:: Excerpt to read ::
A Business-Level Cognitive Framework for Regulation of Autonomous Digital Agents and Growth of Distributed Intelligence

Authors

  • Faridullah Azimi Balkh University of Technology, Afghanistan

Keywords:

Autonomous digital agents, cognitive governance, distributed intelligence, digital twins

Abstract

The increasing deployment of autonomous digital agents across enterprise ecosystems has introduced a structural transformation in how organizations regulate decision-making, distribute intelligence, and manage operational autonomy. These agents, embedded within digital twins, virtual environments, and distributed computing systems, are increasingly responsible for real-time decision execution, adaptive coordination, and self-regulated task management. However, the absence of a structured business-level cognitive framework has led to governance fragmentation, reduced interpretability, and limited scalability in multi-agent ecosystems.

:: Information shown ::
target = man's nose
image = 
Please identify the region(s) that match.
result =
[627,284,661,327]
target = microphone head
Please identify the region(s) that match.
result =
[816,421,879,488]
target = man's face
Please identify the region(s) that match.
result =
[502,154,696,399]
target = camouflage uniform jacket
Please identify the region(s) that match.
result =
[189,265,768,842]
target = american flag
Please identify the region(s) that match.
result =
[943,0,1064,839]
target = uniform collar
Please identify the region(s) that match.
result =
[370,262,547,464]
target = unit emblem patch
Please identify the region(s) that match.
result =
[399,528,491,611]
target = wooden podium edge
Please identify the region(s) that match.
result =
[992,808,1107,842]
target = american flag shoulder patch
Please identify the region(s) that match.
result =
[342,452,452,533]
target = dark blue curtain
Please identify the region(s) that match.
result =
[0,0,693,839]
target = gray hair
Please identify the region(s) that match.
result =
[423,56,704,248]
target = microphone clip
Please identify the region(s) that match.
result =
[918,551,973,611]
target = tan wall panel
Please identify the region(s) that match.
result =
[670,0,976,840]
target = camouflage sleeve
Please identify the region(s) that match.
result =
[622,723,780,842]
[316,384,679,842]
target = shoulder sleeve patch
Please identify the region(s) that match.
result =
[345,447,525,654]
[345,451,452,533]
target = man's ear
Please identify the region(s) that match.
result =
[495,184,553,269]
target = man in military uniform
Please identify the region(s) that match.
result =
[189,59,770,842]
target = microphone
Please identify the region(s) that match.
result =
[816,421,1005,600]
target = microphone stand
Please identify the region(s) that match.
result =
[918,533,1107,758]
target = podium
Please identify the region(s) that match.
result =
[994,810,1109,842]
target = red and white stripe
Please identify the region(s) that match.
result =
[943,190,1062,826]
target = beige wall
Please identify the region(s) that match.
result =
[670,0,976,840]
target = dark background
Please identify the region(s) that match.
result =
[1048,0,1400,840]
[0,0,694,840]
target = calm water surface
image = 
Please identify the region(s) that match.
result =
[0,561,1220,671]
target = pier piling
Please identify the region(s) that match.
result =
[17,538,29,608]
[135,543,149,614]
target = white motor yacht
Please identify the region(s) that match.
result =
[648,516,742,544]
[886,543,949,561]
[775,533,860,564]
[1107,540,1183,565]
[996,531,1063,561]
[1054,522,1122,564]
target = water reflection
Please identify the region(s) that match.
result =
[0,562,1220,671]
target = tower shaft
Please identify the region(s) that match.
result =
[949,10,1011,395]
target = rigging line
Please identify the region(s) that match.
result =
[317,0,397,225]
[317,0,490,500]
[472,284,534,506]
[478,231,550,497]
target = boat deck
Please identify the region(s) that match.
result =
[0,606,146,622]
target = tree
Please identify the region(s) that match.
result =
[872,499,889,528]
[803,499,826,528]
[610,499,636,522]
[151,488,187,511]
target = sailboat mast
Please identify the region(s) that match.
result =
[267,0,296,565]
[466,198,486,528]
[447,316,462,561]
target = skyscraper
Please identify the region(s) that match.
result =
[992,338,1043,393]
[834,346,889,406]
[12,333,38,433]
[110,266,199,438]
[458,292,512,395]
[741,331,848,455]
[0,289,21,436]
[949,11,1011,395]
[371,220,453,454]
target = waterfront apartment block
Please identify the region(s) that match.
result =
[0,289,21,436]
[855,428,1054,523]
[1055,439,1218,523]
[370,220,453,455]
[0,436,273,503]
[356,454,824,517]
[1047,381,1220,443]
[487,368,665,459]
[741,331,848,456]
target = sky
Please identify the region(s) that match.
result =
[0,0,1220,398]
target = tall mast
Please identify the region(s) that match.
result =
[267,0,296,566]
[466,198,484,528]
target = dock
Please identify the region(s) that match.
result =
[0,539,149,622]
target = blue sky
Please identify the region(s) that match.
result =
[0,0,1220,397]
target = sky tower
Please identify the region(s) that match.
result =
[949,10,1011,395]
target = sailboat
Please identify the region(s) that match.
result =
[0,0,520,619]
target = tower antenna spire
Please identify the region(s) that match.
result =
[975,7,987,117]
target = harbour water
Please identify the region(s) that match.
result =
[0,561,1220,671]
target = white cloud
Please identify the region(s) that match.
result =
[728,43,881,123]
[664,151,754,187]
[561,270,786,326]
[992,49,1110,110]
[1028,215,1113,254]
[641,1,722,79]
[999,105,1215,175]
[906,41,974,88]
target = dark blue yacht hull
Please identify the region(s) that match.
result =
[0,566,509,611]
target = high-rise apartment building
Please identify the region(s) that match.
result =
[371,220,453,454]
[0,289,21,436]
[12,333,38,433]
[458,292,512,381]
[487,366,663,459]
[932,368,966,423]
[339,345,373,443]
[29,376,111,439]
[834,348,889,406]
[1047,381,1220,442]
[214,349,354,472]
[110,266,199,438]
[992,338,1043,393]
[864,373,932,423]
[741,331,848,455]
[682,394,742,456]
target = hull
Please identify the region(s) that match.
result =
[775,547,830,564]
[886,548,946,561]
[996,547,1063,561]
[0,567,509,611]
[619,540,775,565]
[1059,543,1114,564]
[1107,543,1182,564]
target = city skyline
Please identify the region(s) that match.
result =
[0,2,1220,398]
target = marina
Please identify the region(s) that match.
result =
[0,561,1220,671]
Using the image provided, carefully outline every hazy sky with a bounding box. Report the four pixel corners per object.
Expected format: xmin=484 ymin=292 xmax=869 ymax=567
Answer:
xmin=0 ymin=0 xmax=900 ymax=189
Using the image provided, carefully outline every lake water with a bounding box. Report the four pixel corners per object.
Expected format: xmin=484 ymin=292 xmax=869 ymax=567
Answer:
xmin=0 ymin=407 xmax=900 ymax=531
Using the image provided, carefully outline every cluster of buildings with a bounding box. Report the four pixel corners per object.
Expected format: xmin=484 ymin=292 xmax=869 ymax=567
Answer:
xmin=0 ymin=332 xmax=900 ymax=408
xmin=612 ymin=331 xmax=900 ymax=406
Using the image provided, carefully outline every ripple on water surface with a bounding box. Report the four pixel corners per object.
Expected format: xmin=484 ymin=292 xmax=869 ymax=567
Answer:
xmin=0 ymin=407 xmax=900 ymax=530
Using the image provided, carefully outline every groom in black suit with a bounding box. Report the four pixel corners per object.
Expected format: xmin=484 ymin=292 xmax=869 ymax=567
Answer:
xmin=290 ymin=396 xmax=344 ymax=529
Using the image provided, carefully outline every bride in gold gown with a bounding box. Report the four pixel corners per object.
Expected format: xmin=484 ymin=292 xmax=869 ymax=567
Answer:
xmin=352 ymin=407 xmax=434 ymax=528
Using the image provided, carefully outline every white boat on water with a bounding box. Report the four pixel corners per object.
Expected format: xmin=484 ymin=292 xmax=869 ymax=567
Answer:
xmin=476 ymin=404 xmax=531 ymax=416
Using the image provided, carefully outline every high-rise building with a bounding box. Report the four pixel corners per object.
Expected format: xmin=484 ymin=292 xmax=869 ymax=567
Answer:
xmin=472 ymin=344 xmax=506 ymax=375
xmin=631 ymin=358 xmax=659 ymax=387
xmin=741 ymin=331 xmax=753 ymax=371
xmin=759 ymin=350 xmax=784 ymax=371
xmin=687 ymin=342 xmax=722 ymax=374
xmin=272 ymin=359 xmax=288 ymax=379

:: Required task A ::
In the abstract on autonomous digital agents, what three problems are attributed to the absence of a structured business-level cognitive framework?
:: Required task B ::
Please extend the abstract on autonomous digital agents by a few sentences in the same academic style, picking up after its last sentence.

:: Exercise output A ::
Governance fragmentation, reduced interpretability, and limited scalability in multi-agent ecosystems.

:: Exercise output B ::
This research proposes a business-level cognitive framework designed to regulate autonomous digital agents while enabling the structured growth of distributed intelligence across enterprise environments. The framework integrates cognitive governance principles, multi-agent coordination theory, and digital twin-based operational modeling to create a layered architecture for scalable autonomy. Foundational insights are drawn from multi-agent systems theory (Wooldridge, 2009), generative social simulation models (Epstein, 2006), and agent-based innovation diffusion structures (Terna, 2009), which collectively inform the cognitive structuring of distributed intelligence ecosystems.

Additionally, the study incorporates industrial digital twin and extended reality frameworks (Burghardt et al., 2020; Calandra et al., 2024; Feddoul et al., 2023) to establish a real-time interaction layer between physical and virtual enterprise environments. These systems are further complemented by interoperable architectures based on OPC-UA standards and virtual pedagogical simulation environments (Havard et al., 2023), enabling synchronized cognitive feedback loops across distributed agents.

A central theoretical anchor of this work is the enterprise agentic governance framework proposed by Venkiteela (2026), which defines scalable autonomy, structured oversight layers, and cognitive regulation mechanisms for autonomous digital systems. This framework is extended in this research to introduce a business-level cognitive control model that aligns organizational decision structures with distributed agent intelligence.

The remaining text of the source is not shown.